Objective
Pick out and copy every line of the material below that contains the word "mountain". Matching is case-sensitive.

Point-based annotation data:
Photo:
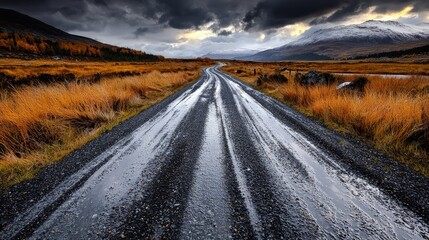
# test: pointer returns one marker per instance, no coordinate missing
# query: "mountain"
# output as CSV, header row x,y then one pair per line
x,y
229,54
341,42
25,37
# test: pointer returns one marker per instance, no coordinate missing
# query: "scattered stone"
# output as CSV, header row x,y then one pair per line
x,y
315,78
277,77
357,85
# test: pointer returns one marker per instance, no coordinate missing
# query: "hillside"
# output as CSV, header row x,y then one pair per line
x,y
342,42
25,37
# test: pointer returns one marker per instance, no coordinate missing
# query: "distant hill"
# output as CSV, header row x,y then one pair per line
x,y
229,54
342,42
24,36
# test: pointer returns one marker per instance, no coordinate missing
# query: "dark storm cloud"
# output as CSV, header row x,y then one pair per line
x,y
251,15
269,14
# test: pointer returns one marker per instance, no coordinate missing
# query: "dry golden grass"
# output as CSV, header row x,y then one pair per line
x,y
392,114
23,68
39,125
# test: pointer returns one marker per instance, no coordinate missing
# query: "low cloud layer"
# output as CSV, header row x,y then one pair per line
x,y
135,20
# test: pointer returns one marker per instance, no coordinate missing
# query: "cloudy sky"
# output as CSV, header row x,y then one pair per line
x,y
192,28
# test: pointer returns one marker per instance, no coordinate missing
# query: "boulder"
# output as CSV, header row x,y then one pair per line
x,y
315,78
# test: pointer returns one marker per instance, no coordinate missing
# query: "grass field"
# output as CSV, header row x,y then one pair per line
x,y
392,114
40,124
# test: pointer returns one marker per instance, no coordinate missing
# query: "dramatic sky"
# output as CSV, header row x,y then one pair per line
x,y
191,28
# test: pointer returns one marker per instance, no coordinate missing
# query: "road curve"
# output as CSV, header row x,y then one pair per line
x,y
220,160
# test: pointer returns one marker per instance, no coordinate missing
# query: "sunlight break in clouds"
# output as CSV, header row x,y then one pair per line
x,y
390,16
196,34
295,30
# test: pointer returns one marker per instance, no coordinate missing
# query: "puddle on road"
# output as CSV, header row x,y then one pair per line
x,y
208,212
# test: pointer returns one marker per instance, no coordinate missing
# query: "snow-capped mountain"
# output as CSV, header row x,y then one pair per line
x,y
348,41
230,54
374,31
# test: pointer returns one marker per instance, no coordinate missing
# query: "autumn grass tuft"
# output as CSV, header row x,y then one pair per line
x,y
392,114
39,125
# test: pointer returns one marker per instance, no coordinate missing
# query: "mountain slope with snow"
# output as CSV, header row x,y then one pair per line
x,y
349,41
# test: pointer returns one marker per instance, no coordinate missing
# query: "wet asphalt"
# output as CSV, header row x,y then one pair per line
x,y
219,160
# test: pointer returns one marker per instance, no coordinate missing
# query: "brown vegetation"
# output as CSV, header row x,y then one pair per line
x,y
40,124
31,44
390,113
352,66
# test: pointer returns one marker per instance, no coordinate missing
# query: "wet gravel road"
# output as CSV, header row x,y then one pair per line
x,y
219,160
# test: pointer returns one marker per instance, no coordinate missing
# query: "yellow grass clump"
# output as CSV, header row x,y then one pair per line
x,y
41,124
392,113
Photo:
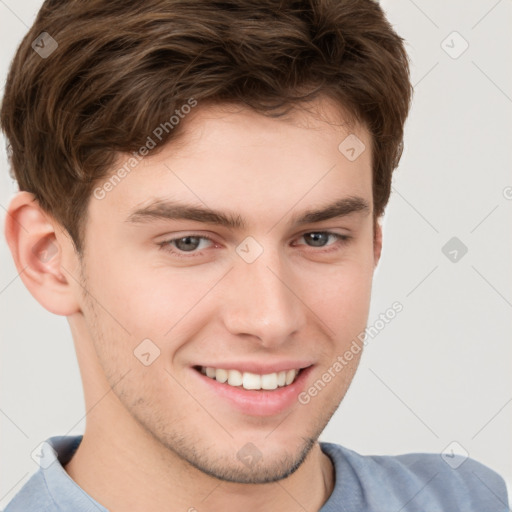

Right answer
# query: "mountain"
# query: "snow-capped mountain"
# query: "mountain slope with snow"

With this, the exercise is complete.